# Data to process

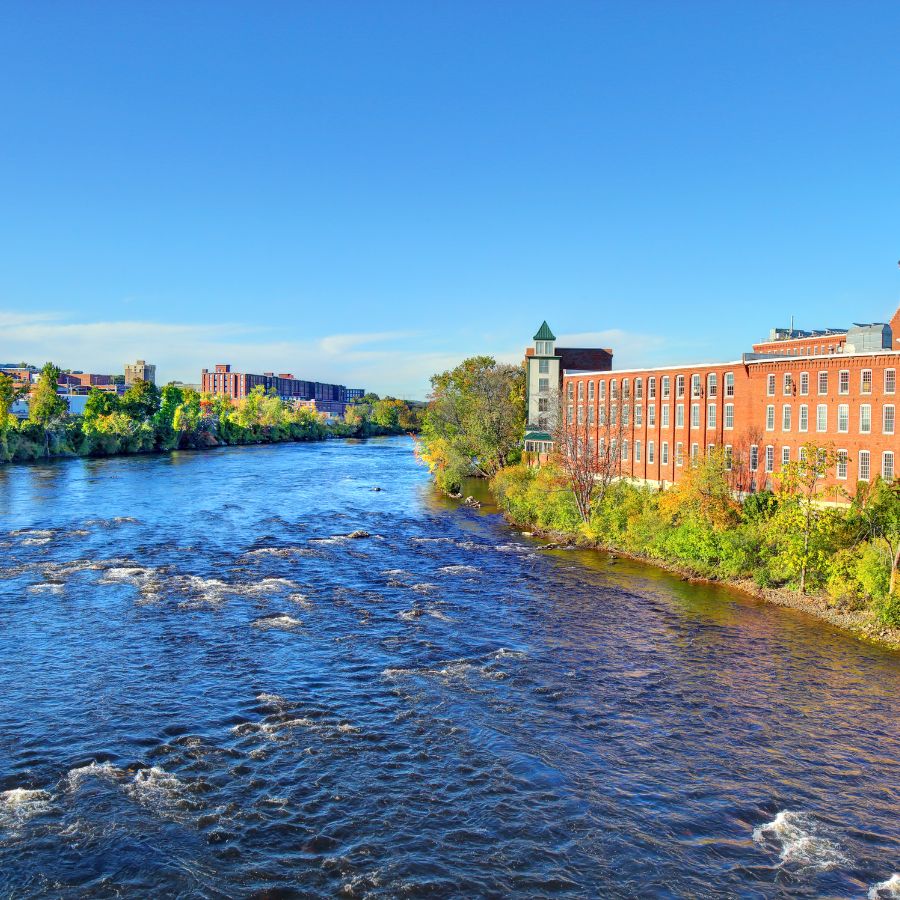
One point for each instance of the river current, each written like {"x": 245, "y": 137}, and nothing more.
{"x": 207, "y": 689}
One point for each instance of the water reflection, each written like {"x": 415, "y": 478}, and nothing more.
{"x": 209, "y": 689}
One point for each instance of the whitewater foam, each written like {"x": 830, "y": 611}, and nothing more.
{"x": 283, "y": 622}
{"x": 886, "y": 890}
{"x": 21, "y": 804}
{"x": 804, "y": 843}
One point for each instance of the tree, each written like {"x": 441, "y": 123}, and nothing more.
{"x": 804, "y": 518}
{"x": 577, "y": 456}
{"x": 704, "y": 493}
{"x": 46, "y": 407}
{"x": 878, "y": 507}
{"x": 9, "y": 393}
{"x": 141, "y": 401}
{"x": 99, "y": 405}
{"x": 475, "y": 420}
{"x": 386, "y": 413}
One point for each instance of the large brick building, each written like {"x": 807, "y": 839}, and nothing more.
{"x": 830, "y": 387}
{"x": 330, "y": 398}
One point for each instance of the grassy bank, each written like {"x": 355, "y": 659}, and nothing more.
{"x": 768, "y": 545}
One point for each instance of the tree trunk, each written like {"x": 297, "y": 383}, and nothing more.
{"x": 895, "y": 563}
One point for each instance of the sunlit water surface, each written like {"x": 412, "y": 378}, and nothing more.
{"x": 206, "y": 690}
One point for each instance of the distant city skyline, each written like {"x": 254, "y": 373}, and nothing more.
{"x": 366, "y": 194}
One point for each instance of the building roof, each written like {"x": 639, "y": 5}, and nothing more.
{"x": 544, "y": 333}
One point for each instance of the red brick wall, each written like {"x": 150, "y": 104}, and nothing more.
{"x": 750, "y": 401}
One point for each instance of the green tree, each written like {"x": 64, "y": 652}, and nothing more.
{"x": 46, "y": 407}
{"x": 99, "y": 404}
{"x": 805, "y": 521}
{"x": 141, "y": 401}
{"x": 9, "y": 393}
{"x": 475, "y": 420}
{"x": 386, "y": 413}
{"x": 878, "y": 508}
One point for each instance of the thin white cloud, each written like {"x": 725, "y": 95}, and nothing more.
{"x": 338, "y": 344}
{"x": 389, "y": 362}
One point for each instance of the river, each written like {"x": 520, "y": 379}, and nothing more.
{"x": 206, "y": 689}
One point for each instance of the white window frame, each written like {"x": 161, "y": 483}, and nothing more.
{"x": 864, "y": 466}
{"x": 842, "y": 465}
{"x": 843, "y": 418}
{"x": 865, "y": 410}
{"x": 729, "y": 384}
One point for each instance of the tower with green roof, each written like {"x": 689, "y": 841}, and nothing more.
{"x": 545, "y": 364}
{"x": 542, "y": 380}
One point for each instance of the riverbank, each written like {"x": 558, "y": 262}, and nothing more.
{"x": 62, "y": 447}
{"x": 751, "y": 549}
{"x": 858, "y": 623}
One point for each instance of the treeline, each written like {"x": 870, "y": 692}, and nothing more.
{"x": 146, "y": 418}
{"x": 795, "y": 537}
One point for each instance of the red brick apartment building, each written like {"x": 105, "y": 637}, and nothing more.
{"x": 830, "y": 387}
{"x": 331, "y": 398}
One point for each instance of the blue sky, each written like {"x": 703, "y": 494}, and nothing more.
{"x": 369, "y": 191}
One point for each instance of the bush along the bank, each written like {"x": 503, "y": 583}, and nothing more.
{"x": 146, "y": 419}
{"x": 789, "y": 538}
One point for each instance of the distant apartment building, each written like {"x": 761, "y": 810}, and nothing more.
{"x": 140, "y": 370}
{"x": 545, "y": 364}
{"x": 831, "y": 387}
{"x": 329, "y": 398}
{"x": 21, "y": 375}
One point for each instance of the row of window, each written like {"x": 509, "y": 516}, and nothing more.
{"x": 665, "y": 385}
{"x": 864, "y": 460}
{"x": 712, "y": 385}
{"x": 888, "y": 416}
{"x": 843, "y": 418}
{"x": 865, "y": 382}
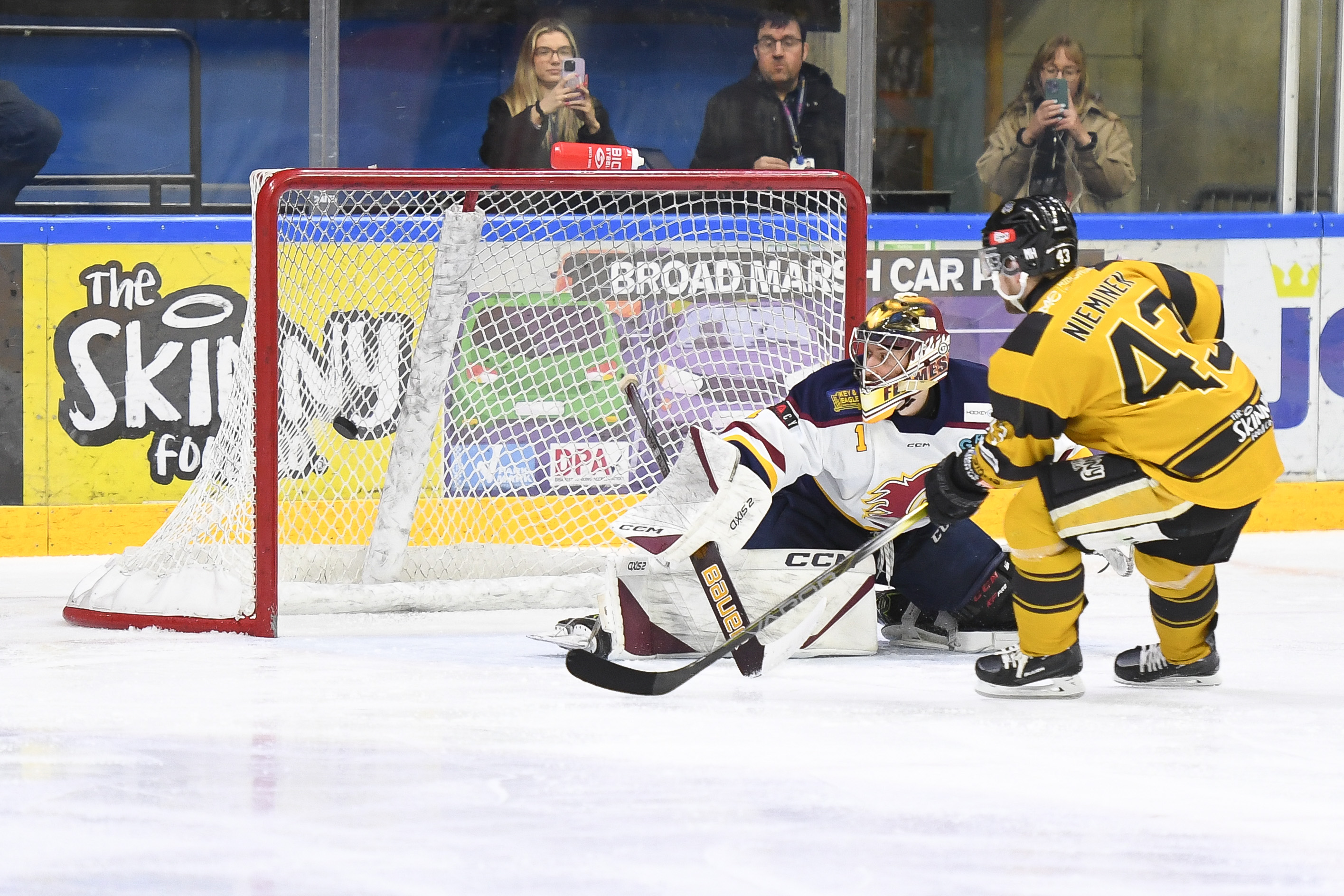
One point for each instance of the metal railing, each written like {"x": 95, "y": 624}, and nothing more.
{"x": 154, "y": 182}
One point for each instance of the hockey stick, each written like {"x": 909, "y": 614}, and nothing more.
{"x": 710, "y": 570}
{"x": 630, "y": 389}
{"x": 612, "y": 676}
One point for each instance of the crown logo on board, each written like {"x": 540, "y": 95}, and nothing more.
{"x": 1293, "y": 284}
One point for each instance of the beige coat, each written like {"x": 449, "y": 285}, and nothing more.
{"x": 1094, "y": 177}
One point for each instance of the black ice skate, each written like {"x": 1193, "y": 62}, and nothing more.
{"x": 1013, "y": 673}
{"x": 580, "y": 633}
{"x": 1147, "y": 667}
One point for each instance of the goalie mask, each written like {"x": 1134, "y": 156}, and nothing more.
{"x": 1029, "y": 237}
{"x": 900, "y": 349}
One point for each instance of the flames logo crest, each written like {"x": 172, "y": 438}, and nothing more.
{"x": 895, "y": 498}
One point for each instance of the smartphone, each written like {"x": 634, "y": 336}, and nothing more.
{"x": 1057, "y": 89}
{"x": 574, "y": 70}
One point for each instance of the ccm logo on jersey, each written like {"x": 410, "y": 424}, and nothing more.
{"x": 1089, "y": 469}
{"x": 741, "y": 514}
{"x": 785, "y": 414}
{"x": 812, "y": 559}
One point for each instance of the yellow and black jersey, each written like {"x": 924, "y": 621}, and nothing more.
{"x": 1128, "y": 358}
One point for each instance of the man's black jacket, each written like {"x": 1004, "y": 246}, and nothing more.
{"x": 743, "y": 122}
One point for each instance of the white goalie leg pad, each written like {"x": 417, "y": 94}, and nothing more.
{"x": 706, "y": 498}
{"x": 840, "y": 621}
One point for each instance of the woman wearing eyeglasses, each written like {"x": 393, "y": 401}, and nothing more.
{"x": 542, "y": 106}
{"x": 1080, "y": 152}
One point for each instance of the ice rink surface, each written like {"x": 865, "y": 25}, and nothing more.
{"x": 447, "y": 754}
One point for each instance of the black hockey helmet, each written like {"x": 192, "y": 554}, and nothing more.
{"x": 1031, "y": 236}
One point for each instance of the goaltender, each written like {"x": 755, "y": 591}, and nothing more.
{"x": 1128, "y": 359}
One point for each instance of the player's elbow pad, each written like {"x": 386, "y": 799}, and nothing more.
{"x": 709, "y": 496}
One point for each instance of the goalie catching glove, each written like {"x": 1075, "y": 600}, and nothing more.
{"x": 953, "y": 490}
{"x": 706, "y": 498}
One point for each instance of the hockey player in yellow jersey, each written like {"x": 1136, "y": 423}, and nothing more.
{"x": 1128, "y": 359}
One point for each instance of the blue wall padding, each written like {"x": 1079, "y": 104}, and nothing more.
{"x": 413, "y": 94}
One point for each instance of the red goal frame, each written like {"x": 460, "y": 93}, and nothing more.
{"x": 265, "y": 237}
---
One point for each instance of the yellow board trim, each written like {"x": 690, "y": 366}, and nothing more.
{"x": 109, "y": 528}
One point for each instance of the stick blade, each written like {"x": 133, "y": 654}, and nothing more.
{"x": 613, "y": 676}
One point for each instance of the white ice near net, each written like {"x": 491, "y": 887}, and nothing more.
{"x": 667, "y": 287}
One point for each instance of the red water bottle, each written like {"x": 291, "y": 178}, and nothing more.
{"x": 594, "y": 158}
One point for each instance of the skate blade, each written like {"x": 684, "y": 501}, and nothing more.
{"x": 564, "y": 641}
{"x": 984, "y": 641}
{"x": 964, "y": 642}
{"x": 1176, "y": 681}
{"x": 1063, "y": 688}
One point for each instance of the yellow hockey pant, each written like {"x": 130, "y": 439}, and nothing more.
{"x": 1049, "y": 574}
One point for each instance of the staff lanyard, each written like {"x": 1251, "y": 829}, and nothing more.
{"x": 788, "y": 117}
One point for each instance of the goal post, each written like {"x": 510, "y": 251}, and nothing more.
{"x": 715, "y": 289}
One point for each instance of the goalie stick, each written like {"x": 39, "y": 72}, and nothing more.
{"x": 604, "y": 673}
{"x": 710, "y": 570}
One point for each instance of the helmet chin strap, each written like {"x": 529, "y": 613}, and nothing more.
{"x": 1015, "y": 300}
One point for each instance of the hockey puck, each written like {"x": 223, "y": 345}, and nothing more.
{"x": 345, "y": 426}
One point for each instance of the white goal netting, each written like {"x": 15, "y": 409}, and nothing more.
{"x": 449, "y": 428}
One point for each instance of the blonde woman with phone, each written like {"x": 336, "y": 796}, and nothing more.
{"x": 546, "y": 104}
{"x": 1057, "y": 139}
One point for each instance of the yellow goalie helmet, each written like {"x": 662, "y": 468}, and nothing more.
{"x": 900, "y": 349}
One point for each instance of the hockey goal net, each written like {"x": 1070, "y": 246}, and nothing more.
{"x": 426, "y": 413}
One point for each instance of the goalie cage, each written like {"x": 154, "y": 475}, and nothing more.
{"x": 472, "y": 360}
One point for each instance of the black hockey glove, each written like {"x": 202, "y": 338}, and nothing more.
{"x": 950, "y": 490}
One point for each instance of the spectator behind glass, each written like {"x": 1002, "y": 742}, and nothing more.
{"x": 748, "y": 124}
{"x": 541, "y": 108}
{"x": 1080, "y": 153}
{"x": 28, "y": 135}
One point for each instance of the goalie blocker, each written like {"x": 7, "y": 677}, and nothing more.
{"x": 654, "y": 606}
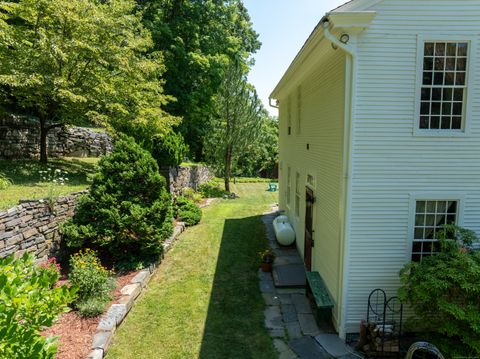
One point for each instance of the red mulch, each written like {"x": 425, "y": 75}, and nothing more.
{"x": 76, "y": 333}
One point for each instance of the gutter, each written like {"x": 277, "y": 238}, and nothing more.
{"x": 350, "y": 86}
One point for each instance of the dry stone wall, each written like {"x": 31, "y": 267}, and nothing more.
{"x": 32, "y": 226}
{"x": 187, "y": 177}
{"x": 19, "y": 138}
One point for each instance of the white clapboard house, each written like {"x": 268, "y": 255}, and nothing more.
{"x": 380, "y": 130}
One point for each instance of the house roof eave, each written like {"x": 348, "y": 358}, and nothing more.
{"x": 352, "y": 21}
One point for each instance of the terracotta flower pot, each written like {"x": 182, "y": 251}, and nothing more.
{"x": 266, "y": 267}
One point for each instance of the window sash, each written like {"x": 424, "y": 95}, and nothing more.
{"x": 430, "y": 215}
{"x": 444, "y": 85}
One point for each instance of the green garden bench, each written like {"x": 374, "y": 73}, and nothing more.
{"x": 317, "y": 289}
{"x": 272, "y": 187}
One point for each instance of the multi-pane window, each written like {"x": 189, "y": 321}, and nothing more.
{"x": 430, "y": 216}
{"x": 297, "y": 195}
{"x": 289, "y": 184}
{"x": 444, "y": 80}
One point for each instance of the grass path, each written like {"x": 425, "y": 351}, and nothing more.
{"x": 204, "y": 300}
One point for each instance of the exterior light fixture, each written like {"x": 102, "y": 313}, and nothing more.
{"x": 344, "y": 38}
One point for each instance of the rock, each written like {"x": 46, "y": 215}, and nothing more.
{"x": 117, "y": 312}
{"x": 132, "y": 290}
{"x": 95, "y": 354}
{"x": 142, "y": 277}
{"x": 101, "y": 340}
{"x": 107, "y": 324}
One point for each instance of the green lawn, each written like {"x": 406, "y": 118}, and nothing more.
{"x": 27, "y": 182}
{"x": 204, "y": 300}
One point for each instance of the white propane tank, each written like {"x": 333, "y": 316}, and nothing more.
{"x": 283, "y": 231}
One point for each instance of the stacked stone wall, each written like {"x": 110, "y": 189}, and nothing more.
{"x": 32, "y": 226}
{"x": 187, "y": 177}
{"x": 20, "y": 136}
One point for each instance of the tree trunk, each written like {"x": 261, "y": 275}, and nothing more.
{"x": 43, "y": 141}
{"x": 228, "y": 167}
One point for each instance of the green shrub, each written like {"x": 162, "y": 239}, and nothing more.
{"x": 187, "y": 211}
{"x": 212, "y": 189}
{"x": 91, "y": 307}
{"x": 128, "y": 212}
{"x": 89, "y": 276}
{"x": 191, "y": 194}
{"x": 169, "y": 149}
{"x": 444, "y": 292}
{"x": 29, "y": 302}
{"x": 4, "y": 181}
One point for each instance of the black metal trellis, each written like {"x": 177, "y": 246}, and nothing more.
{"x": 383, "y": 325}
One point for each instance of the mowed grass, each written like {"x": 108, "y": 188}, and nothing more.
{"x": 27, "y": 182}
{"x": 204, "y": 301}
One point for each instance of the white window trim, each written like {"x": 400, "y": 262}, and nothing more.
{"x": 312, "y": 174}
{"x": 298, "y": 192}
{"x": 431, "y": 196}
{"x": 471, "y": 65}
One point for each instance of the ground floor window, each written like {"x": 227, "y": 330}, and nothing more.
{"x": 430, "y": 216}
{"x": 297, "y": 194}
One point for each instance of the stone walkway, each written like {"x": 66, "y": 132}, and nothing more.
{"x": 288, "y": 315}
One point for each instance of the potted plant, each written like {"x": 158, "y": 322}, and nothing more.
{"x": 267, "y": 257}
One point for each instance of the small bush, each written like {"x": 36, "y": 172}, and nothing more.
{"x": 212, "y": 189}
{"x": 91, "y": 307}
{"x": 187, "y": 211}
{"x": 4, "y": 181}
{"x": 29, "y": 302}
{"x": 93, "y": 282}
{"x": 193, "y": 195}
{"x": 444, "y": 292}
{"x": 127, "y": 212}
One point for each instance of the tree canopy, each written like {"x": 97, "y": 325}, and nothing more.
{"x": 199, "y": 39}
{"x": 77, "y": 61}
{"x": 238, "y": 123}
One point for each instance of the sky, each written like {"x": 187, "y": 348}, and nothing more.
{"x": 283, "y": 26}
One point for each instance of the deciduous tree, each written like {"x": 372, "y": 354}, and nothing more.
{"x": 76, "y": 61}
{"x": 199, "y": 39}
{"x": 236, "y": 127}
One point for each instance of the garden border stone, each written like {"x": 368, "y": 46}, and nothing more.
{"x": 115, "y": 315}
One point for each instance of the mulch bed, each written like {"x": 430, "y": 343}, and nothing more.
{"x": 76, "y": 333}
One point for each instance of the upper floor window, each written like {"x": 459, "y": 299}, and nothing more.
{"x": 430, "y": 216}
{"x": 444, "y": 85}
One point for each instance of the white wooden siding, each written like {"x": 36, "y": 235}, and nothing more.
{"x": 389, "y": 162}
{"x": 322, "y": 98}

# Task to complete
Which lines in the material above contain the word "logo"? Gather them all and copy each one out.

# Answer to the task
One point for each instance of the crown logo on board, each written like {"x": 540, "y": 95}, and nothing more.
One point for each instance of the flames logo crest, each written like {"x": 172, "y": 438}, and nothing more.
One point for each instance of the ccm logo on jersey, each written like {"x": 410, "y": 424}, and nothing more.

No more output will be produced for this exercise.